Only the lines from the one with "Target: red sign on post" to the end of the records are wanted, each repeated exactly, both ends included.

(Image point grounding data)
*-*-*

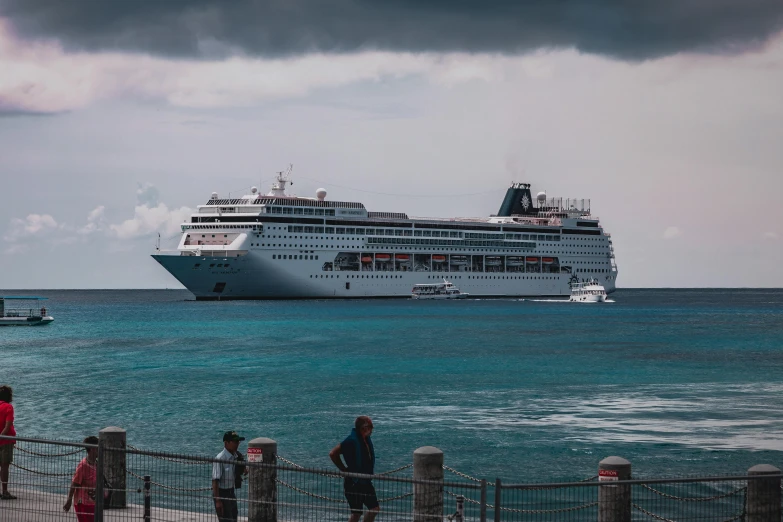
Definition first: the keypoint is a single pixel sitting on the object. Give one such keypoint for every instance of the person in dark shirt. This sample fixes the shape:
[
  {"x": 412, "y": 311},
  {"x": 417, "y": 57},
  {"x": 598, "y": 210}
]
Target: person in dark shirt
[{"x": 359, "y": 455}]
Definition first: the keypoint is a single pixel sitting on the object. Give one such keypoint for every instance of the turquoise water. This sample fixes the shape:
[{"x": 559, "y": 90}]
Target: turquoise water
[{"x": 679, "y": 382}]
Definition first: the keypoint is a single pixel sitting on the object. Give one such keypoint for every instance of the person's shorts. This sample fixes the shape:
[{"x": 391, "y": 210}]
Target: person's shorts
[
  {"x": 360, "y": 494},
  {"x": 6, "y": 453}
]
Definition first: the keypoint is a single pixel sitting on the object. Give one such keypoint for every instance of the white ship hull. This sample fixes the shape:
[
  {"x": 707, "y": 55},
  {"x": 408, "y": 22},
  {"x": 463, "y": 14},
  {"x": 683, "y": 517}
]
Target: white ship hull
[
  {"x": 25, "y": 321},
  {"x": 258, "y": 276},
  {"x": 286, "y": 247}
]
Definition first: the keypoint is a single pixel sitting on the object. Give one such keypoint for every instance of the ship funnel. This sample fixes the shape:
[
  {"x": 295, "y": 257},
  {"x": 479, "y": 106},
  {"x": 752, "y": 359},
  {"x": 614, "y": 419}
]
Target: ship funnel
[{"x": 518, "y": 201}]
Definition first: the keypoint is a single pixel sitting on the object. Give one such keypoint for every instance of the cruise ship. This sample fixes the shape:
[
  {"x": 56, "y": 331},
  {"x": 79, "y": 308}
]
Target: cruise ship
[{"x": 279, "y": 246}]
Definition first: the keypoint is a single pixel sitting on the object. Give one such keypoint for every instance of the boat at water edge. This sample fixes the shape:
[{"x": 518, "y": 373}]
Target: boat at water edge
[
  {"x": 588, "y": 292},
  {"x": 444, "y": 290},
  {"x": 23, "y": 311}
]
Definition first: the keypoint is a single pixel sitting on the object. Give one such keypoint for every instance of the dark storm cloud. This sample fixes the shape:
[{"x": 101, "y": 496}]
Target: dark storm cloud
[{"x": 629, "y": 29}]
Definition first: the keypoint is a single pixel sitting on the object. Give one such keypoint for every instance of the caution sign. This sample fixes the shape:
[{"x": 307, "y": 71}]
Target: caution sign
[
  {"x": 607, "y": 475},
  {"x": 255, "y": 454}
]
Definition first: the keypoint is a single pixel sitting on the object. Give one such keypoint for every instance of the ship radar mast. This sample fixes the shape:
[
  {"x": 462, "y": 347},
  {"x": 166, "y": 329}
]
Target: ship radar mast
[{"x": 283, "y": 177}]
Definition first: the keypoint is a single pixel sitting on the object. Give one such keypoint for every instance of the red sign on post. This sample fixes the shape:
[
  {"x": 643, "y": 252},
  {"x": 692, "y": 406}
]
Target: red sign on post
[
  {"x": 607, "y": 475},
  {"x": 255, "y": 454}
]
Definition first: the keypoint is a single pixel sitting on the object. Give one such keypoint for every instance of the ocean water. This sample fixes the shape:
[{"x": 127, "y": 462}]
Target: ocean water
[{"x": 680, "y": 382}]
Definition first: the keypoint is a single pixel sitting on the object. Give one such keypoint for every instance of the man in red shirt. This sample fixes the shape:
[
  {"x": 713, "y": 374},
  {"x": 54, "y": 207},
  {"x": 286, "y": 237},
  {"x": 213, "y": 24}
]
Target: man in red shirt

*-*-*

● PROBLEM SOLUTION:
Target: red sign on post
[
  {"x": 607, "y": 475},
  {"x": 255, "y": 454}
]
Definition first: the keypoint is a single pixel sitting on the object. Give one such keypoint for every instance of the ocean water. This sample fixes the shape:
[{"x": 127, "y": 462}]
Target: ocean water
[{"x": 680, "y": 382}]
Definition first: the keypoint is a single pixel sitting on the object. Give one such keypoint for every instance of the man in red shirt. This sample fixes the shape:
[
  {"x": 713, "y": 374},
  {"x": 54, "y": 207},
  {"x": 286, "y": 237},
  {"x": 213, "y": 24}
]
Target: man in red shirt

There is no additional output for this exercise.